## WHAT YOU SHOULD DO
Each entry must appear again exactly as it does in the source.

## MATERIAL PROVIDED

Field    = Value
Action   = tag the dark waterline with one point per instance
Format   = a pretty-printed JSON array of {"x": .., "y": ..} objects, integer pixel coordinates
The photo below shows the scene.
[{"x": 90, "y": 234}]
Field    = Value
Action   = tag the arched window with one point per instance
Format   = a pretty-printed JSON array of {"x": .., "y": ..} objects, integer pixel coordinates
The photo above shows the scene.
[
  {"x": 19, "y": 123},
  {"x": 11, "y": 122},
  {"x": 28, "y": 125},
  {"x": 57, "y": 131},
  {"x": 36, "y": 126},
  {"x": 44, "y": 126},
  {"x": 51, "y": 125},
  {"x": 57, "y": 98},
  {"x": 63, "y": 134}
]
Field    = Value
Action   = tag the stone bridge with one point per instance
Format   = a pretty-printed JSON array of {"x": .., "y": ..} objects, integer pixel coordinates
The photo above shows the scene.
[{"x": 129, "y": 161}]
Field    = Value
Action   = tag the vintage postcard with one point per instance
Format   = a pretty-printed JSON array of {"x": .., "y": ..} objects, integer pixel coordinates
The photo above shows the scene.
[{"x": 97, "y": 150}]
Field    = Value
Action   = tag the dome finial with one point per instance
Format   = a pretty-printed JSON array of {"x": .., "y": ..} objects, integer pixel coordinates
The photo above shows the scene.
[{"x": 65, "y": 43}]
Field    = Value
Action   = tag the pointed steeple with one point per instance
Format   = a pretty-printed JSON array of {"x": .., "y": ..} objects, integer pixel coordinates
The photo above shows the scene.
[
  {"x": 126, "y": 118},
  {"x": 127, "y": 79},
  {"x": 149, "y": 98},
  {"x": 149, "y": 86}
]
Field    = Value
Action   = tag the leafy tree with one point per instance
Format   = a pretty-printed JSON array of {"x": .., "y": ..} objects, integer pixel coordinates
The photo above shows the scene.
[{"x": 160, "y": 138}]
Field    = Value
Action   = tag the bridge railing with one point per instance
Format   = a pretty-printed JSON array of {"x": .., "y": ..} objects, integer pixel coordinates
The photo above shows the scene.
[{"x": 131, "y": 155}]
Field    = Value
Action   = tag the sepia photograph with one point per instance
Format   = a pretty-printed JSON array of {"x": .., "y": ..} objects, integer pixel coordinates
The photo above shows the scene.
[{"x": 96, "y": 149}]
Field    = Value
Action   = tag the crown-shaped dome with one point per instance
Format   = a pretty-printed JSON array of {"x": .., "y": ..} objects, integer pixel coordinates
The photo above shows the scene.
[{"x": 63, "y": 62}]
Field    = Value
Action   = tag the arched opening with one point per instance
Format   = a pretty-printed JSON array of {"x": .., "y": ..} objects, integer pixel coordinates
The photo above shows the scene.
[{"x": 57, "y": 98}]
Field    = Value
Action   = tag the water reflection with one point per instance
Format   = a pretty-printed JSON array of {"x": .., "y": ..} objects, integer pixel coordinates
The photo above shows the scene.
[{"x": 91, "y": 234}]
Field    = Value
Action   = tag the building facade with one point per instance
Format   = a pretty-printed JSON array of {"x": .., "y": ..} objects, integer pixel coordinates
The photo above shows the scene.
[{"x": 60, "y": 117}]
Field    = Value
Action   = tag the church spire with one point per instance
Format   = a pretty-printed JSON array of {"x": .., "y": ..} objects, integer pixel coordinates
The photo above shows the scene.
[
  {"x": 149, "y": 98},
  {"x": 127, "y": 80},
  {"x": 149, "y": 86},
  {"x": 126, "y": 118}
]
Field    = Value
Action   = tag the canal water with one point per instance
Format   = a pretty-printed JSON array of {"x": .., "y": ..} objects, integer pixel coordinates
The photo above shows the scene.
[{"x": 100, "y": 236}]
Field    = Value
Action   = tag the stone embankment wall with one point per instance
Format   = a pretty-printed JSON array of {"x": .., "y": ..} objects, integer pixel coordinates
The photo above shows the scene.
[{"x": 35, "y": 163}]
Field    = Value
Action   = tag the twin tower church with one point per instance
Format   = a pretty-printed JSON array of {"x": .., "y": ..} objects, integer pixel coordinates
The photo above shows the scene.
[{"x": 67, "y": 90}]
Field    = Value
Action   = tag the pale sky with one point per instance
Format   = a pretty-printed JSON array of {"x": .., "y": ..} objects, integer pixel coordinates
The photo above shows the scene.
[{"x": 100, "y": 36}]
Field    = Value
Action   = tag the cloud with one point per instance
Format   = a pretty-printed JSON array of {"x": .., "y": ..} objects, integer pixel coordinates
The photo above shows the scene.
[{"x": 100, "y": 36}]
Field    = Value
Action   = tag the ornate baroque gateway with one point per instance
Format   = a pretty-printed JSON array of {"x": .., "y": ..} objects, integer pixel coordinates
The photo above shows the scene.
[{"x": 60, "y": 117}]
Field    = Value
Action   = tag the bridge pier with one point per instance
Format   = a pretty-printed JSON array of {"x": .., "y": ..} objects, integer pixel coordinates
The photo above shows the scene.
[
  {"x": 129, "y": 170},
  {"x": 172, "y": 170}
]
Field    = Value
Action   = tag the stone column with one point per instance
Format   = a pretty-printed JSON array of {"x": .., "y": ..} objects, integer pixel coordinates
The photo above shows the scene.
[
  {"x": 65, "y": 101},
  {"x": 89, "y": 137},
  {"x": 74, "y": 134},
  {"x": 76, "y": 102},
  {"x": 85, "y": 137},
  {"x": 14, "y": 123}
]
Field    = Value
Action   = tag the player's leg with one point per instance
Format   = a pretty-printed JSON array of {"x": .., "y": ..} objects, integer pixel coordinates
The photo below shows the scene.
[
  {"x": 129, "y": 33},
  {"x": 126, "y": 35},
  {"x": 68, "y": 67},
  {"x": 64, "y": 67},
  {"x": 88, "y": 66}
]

## COMPLETED TASK
Field    = Value
Action   = tag the dark waterline with one point per instance
Format   = a pretty-printed JSON array of {"x": .., "y": ..} objects, integer pixel coordinates
The photo below shows the scene.
[{"x": 90, "y": 234}]
Field    = Value
Action   = tag the arched window with one point per instance
Format   = a pretty-printed JSON array of {"x": .., "y": ..} objects, integer pixel coordinates
The photo above shows the scene.
[
  {"x": 19, "y": 123},
  {"x": 11, "y": 122},
  {"x": 28, "y": 125},
  {"x": 57, "y": 131},
  {"x": 36, "y": 126},
  {"x": 44, "y": 126},
  {"x": 51, "y": 125},
  {"x": 57, "y": 98},
  {"x": 63, "y": 134}
]
Field    = Value
Action   = tag the stone bridge with one point per instance
Format   = a pretty-printed JSON array of {"x": .., "y": ..} objects, integer pixel coordinates
The photo above shows the scene.
[{"x": 129, "y": 161}]
Field    = Value
Action   = tag the vintage postcard with one point per instance
Format   = a pretty-printed JSON array of {"x": .., "y": ..} objects, integer pixel coordinates
The photo above shows the scene.
[{"x": 97, "y": 150}]
Field    = Value
Action   = tag the dome finial with one point per instance
Format   = a pretty-printed JSON array of {"x": .., "y": ..} objects, integer pixel coordinates
The photo above shows the scene.
[{"x": 65, "y": 43}]
Field    = Value
Action   = tag the pointed steeple with one point per instance
Format   = a pretty-printed JSON array of {"x": .., "y": ..} objects, integer pixel coordinates
The photo above shows the scene.
[
  {"x": 126, "y": 118},
  {"x": 127, "y": 79},
  {"x": 149, "y": 98},
  {"x": 149, "y": 86}
]
Field    = Value
Action   = tag the leafy tree with one point per instance
Format   = a pretty-printed JSON array of {"x": .., "y": ..} objects, integer pixel coordinates
The photo above shows the scene.
[{"x": 160, "y": 138}]
Field    = Value
Action   = tag the bridge railing with one point per instance
Format   = a pretty-printed JSON array of {"x": .., "y": ..} objects, integer pixel coordinates
The photo above shows the scene.
[{"x": 131, "y": 155}]
Field    = Value
Action   = tag the sepia photograph with one point per instance
Format   = a pretty-printed JSON array of {"x": .., "y": ..} objects, integer pixel coordinates
The photo above shows the scene.
[{"x": 96, "y": 149}]
Field    = Value
Action   = tag the crown-shaped dome with one point per instance
Format   = a pretty-printed JSON array of {"x": .., "y": ..} objects, integer pixel coordinates
The photo above shows the scene.
[{"x": 63, "y": 62}]
Field    = Value
Action   = tag the arched opening with one point per instance
Format   = a pretty-printed JSON array of {"x": .., "y": ..} objects, integer pixel coordinates
The photo above shows the scene.
[{"x": 57, "y": 98}]
Field    = Value
Action   = tag the water reflection with one point per instance
Format   = a pretty-printed JSON array of {"x": .., "y": ..} objects, integer pixel coordinates
The photo above shows the scene.
[{"x": 91, "y": 234}]
Field    = Value
Action   = tag the building facade with one point per instance
Format   = a pretty-printed JSON array of {"x": .., "y": ..} objects, integer pixel coordinates
The photo above shows the scene.
[{"x": 60, "y": 117}]
Field    = Value
Action   = tag the church spire with one point per instance
Format   = a pretty-printed JSON array of {"x": .., "y": ..} objects, integer pixel coordinates
The photo above shows the scene.
[
  {"x": 149, "y": 98},
  {"x": 127, "y": 80},
  {"x": 149, "y": 86},
  {"x": 126, "y": 118}
]
Field    = Value
Action   = tag the canal water with one point per instance
Format   = a pretty-printed JSON array of {"x": .., "y": ..} objects, integer pixel coordinates
The photo above shows the scene.
[{"x": 100, "y": 236}]
Field    = Value
Action   = tag the stone embankment wall with one point per instance
Format   = a pretty-printed JSON array of {"x": .., "y": ..} objects, integer pixel coordinates
The photo above shows the scene.
[{"x": 35, "y": 163}]
Field    = Value
Action   = tag the twin tower church with one point per instance
Format   = a pretty-printed JSON array of {"x": .., "y": ..} objects, integer pixel coordinates
The photo above shows the scene.
[{"x": 67, "y": 90}]
Field    = Value
Action   = tag the pale sky with one point per instance
Format   = a pretty-printed JSON array of {"x": .., "y": ..} objects, integer pixel coordinates
The photo above shows the scene.
[{"x": 100, "y": 36}]
Field    = Value
Action   = tag the cloud with one point per instance
Format   = a pretty-printed JSON array of {"x": .., "y": ..} objects, integer pixel coordinates
The photo above shows the scene.
[{"x": 100, "y": 36}]
Field    = Value
Action   = tag the ornate baroque gateway with one point per instance
Format   = a pretty-printed JSON array of {"x": .., "y": ..} objects, integer pixel coordinates
The photo above shows the scene.
[{"x": 60, "y": 117}]
Field    = Value
Action   = tag the bridge pier with one point per instance
Format   = a pretty-printed JSON array of {"x": .., "y": ..} objects, integer pixel coordinates
The photo above shows the scene.
[
  {"x": 129, "y": 170},
  {"x": 172, "y": 170}
]
Field    = Value
Action   = tag the stone column with one point per instance
Format   = a pretty-printed JSON array of {"x": .., "y": ..} objects, integer pixel coordinates
The photo above shows the scene.
[
  {"x": 65, "y": 101},
  {"x": 89, "y": 137},
  {"x": 74, "y": 134},
  {"x": 76, "y": 102},
  {"x": 85, "y": 137},
  {"x": 14, "y": 123}
]
Field    = Value
Action   = tag the player's leg with one point per instance
Format   = a pretty-printed JSON array of {"x": .., "y": ..} objects, integer pixel coordinates
The photo below shows the scene.
[
  {"x": 129, "y": 33},
  {"x": 126, "y": 35},
  {"x": 68, "y": 67},
  {"x": 64, "y": 67},
  {"x": 88, "y": 66}
]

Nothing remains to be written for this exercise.